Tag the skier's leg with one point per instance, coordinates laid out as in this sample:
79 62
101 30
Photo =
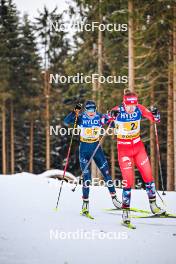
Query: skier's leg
84 159
126 167
142 162
102 164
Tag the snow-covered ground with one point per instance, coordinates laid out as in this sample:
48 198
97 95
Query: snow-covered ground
32 232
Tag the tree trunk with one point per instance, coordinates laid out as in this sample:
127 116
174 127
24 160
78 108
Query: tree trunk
130 46
47 118
100 58
4 165
31 146
112 159
12 151
174 89
170 132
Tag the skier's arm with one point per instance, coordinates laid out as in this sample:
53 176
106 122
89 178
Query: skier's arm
148 114
110 117
70 118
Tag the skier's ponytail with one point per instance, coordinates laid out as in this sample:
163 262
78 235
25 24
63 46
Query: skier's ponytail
128 92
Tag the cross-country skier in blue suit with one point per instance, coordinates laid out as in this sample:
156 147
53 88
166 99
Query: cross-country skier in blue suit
90 123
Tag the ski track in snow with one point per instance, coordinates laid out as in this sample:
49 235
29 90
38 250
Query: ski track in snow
27 205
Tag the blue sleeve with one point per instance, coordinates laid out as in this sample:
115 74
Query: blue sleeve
106 119
70 119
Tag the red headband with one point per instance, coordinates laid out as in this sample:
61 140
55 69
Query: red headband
130 99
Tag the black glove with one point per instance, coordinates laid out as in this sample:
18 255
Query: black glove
156 113
114 113
154 110
78 106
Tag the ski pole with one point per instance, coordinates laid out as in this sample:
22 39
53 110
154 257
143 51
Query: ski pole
67 159
159 158
92 155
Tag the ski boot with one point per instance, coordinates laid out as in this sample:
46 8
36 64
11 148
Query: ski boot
126 219
156 209
126 216
116 202
85 209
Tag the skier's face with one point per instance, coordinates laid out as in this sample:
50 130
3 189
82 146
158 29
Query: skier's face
91 112
130 108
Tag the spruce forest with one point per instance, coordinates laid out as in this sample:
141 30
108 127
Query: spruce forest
30 104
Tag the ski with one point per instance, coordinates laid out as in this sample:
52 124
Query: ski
86 214
133 209
166 215
128 225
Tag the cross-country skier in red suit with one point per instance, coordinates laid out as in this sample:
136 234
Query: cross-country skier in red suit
131 150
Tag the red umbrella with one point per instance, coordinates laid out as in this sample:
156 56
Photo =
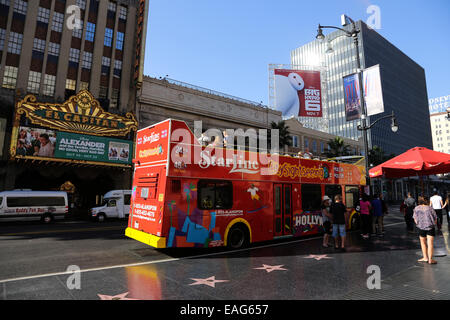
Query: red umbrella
417 161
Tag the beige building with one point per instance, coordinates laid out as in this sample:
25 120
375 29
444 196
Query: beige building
315 141
440 130
160 99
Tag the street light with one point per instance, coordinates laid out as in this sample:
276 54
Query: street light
353 33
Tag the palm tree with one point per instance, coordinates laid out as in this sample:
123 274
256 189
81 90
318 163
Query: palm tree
284 138
337 148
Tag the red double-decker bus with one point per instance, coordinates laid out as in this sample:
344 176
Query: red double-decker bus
188 195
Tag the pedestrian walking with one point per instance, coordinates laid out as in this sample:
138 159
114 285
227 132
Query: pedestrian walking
338 211
326 220
410 203
437 204
426 219
365 207
377 217
446 207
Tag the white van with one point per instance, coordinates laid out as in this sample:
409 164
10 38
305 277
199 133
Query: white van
33 205
116 204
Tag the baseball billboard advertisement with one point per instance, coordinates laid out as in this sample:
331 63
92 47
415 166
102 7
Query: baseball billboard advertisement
298 93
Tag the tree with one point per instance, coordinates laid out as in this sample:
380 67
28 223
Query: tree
284 137
338 148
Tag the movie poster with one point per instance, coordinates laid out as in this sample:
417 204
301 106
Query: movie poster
298 93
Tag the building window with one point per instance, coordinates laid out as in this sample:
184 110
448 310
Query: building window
2 38
84 85
106 61
71 84
78 32
43 15
15 42
74 55
10 77
114 98
53 48
49 85
103 92
38 45
119 41
34 82
20 6
87 60
57 21
81 4
108 37
122 13
90 31
112 6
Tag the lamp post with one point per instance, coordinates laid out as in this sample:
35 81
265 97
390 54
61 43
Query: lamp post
353 33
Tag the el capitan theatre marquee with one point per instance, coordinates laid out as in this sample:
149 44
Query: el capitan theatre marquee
77 131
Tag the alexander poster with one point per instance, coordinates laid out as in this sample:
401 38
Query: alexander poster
298 93
40 142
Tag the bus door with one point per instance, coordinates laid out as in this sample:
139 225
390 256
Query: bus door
282 209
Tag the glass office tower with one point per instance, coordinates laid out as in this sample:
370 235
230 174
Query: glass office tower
403 84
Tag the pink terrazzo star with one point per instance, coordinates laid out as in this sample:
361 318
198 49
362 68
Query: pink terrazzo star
270 268
318 257
121 296
211 281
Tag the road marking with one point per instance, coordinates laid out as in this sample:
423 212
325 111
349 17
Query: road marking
62 231
167 260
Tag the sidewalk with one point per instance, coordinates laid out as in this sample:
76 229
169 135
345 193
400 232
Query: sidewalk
289 270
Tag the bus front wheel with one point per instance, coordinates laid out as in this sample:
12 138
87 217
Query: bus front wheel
238 237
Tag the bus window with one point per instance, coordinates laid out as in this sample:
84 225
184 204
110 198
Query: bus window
215 195
311 197
332 190
351 196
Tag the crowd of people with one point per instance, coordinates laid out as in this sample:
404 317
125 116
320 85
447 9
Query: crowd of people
☆ ☆ ☆ ☆ ☆ ☆ ☆
* **Goal**
Print every record above exactly as written, leaving out the pictures.

* **Answer for the task**
Tag the skier's leg with one point per instance, coordinates laid out as in this sample:
79 62
101 30
Photo =
Query: skier's leg
84 159
126 167
142 162
102 164
Tag the snow-covered ground with one point per instance, coordinates laid out as in this sample:
48 198
97 95
Query: snow-covered ground
32 232
Tag the tree trunk with one point per instance, coordinates laid out as in this sample:
127 116
174 127
24 160
78 108
Query: tree trunk
130 46
47 118
100 58
4 165
31 146
112 159
12 151
174 89
170 132
Tag the skier's arm with one point per instance, coordinates laid out as in this sample:
53 176
106 122
89 178
Query: skier's arm
148 114
110 117
70 118
Tag the skier's ponytail with one point per instance, coordinates laid out as in this sample:
163 262
78 235
25 24
63 46
Query: skier's ponytail
128 92
Tag the cross-country skier in blue suit with one point per instance, coordinates laid out as in this sample:
156 147
53 88
166 99
Query: cross-country skier in blue suit
90 123
Tag the ski track in snow with one point per instance, coordinates laid out as in this sample:
49 235
29 90
38 250
Query: ski track in snow
27 205
Tag the blue sleeve with one point per instance, coordinates laid out as in this sample:
115 74
Query: blue sleeve
106 119
70 119
Tag the red headband with one point per instance, coordinates laid out as in this sample:
61 140
55 69
Query: red headband
130 99
Tag the black glove with one point per instance, coordinates laid out as in this sample:
18 255
Query: black glove
156 113
114 113
154 110
78 106
Tag the ski pole with one point per instance, coordinates laid out as in this sample:
22 39
53 110
154 257
143 51
Query: ski pole
67 159
159 158
92 155
Tag the ski boot with one point per instance, coordinates laid out as in this sample:
46 8
36 64
11 148
Query: ski boot
126 219
156 209
126 216
116 202
85 209
Tag the skier's face with one point per instance, coordinates laid out as in this sample:
50 130
3 189
82 146
158 29
Query: skier's face
91 112
130 108
Tag the spruce forest with one point per instance, coordinates laid out as in this sample:
141 30
108 127
Query: spruce forest
30 104
Tag the ski with one point per instance, coordinates laid out as in this sample:
52 124
Query: ski
86 214
133 209
166 215
128 225
Tag the cross-country skier in red suit with one point per instance, coordinates laid out as in this sample:
136 234
Query: cross-country skier in red suit
131 150
Tag the red umbrella with one point per instance, coordinates laid out as in this sample:
156 56
Photo =
Query: red umbrella
417 161
Tag the beige building with one point per instance, coordinates laid out as in this sample:
25 120
375 29
444 196
Query: beige building
315 141
440 130
160 99
Tag the street light with one point per instance, coordinates laid out as in this sample:
276 54
Query: street light
353 33
Tag the palm tree with one point per instance, coordinates laid out as in this sample:
123 274
256 189
81 90
318 163
Query: palm tree
284 138
337 148
Tag the red double-decker bus with one point per instance, coordinates laid out as in this sample:
344 176
Query: red double-decker bus
188 195
Tag the pedestrian walking with one point per instance, coordinates laid out as in this sample:
138 159
114 285
227 132
Query: pedestrian walking
338 211
326 220
410 203
437 204
426 219
365 207
377 217
446 207
Tag the white van with one point per instance, coordinates laid out as in this sample:
409 164
10 38
305 277
199 133
Query: white van
33 205
116 204
Tag the baseball billboard advertisement with one point per instance, coordinates laid out as in this sample:
331 63
92 47
415 166
102 7
Query: baseball billboard advertisement
298 93
Tag the tree with one point per instance, coordinates laid out as in this sample:
380 67
28 223
Query: tree
284 137
338 148
Tag the movie poster with one point per instance, coordinates laid out as in this sample:
417 204
301 106
Query: movie poster
298 93
Tag the building window with one point per instance, coordinates laid out as in this sample:
184 110
448 310
Query: building window
2 38
84 85
106 61
71 84
78 32
43 15
15 42
74 55
10 77
114 98
53 48
49 85
103 92
38 45
119 41
34 82
20 6
87 60
57 21
81 4
108 37
122 13
90 31
112 6
Tag the lamp post with one point per instance, coordinates laid out as in this sample:
35 81
265 97
390 54
61 43
Query: lamp post
353 33
Tag the el capitan theatre marquee with one point per instance, coordinates laid out as in this sample:
149 44
Query: el capitan theatre marquee
77 131
Tag the alexander poster with one point per instance, coordinates laid out as in this sample:
401 38
Query: alexander poster
298 93
40 142
Tag the bus door with one point per instance, coordinates laid out as in this sample:
139 225
390 256
Query: bus door
282 209
Tag the glass office tower with one point per instance, coordinates laid out as in this sample:
370 235
230 174
Query: glass office tower
403 84
Tag the pink terrazzo star with one point per instance, coordinates laid out as in this sample:
361 318
198 49
362 68
Query: pink terrazzo star
270 268
318 257
121 296
211 281
Tag the road marking with one point per instance, coordinates laid out as in this sample:
423 212
325 111
349 17
Query: road marking
62 231
167 260
Tag the sidewalk with one point per instance, coordinates laid out as in this sample:
76 229
169 135
345 193
400 232
Query: sidewalk
289 270
Tag the bus front wheel with one point per instance, coordinates laid out as in this sample:
12 138
87 217
Query: bus front wheel
238 237
Tag the bus window with one point per instance, coordinates laid out as in this sample:
84 225
184 204
110 198
Query: bus window
215 195
311 197
332 190
351 196
Tag the crowd of people with one point per instance, coordinates laid out as in this sample:
404 317
125 116
320 85
447 9
Query: crowd of people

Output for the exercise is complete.